## Problem
Set out every line of the records below as a JSON list of strings, one string per line, omitting any blank lines.

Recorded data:

● ● ● ●

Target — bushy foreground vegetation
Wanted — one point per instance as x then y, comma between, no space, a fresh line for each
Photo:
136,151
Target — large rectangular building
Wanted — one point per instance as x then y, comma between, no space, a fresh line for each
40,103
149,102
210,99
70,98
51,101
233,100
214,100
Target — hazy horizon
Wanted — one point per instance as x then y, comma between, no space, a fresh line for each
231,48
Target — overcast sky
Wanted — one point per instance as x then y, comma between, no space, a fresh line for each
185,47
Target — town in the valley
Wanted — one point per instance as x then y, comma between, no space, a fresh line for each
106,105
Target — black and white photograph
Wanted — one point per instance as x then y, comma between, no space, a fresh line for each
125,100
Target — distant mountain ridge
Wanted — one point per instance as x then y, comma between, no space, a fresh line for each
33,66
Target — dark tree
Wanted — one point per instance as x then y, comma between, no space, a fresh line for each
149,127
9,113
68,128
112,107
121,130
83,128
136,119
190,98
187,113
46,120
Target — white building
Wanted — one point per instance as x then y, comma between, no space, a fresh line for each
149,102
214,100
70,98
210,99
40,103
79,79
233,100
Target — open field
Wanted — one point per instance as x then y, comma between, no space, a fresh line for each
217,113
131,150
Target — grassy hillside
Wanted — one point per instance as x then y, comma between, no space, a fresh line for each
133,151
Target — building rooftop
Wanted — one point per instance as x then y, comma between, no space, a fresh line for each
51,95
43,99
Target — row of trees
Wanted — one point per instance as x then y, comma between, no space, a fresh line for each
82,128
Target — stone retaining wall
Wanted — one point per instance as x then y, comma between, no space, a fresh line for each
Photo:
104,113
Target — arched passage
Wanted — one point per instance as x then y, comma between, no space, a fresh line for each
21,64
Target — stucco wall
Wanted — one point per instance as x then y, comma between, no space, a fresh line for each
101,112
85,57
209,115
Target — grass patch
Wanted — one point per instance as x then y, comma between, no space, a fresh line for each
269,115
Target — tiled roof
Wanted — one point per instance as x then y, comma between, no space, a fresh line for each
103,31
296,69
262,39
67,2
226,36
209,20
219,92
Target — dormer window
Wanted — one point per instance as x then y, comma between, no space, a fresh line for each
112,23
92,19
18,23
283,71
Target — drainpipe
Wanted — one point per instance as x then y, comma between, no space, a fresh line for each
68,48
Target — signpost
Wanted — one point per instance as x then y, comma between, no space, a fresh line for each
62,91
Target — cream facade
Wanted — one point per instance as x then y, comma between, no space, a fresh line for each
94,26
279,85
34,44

● ● ● ●

## Completed exercise
[
  "Target — bushy foreground vegetation",
  "Wanted — one point per instance as x then y, comma between, no space, a fresh line for each",
  "Photo:",
  "136,151",
  "Target — large rectangular building",
  "Wanted — one point per instance as x then y, comma between, no space, a fresh line for each",
  "40,103",
  "149,102",
  "210,99",
  "70,98",
  "51,101",
  "233,100",
  "214,100",
  "Target — hazy horizon",
  "Wanted — one point per instance as x then y, comma between, no space, a fresh line for each",
  "231,48",
  "Target — overcast sky",
  "Wanted — one point per instance as x then y, comma between, no space, a fresh line for each",
  "185,47",
  "Target — town in the valley",
  "Wanted — one point per instance as x then y, comma between, no space, a fresh line for each",
  "106,105",
  "Target — black and white photograph",
  "Wanted — one point per instance as x then y, comma between, no space, a fresh line for each",
  "125,100",
  "Target — distant mountain ridge",
  "Wanted — one point per instance as x then y, comma between, no space, a fresh line for each",
  "33,66",
  "Target — dark tree",
  "Wanted — one point per instance as x then y, comma between, no space, a fresh line for each",
  "149,127",
  "9,113",
  "68,128",
  "112,107",
  "121,130",
  "83,128",
  "136,119",
  "190,98",
  "187,113",
  "46,120",
  "Target — white building",
  "Wanted — one point per instance as x then y, comma between, no space, a fresh line for each",
  "149,102",
  "214,100",
  "70,98",
  "210,99",
  "40,103",
  "79,79",
  "233,100",
  "Target — open field",
  "Wanted — one point per instance as x then y, comma between, no space, a fresh line for each",
  "217,113",
  "131,150",
  "Target — grassy hillside",
  "Wanted — one point per instance as x then y, comma between, no space, a fresh line for each",
  "133,151",
  "Target — building rooftop",
  "Wanted — one point per instance as x then y, comma between, no space, a fresh line for each",
  "51,95",
  "43,99",
  "Target — row of trees",
  "Wanted — one point per instance as x then y, comma between, no space, a fresh line for each",
  "82,128",
  "Target — stone retaining wall",
  "Wanted — one point per instance as x then y, comma between, no space, a fresh line for each",
  "Photo:",
  "104,113",
  "Target — arched passage",
  "Wanted — one point per instance as x then y, comma between, no space, a fresh line for each",
  "21,64",
  "Target — stucco wall",
  "Wanted — one point per instance as x then y, comma between, no space, a fresh line for each",
  "101,112",
  "85,57",
  "209,115",
  "Target — grass patch",
  "Wanted — one point per instance as x then y, comma between, no space, a fresh line for each",
  "269,115",
  "Target — tiled roof",
  "Wanted — one point per instance as x then y, comma between, no space, a fresh line for each",
  "103,31",
  "296,69",
  "262,39",
  "67,2",
  "226,36",
  "209,20",
  "219,92",
  "Target — dormer window",
  "Wanted — one point per instance as x then y, comma between, no space, a fresh line for each",
  "112,23",
  "92,19",
  "18,23",
  "283,71",
  "Target — drainpipe",
  "Wanted — one point per instance as x then y, comma between, no space, a fresh line for each",
  "68,48",
  "Target — signpost",
  "Wanted — one point per instance as x then y, comma between, no space, a fresh line for each",
  "62,91",
  "Target — cream facade",
  "Wanted — one point per instance as x then y, comma between, no space, a fresh line for each",
  "94,26",
  "279,85",
  "34,44"
]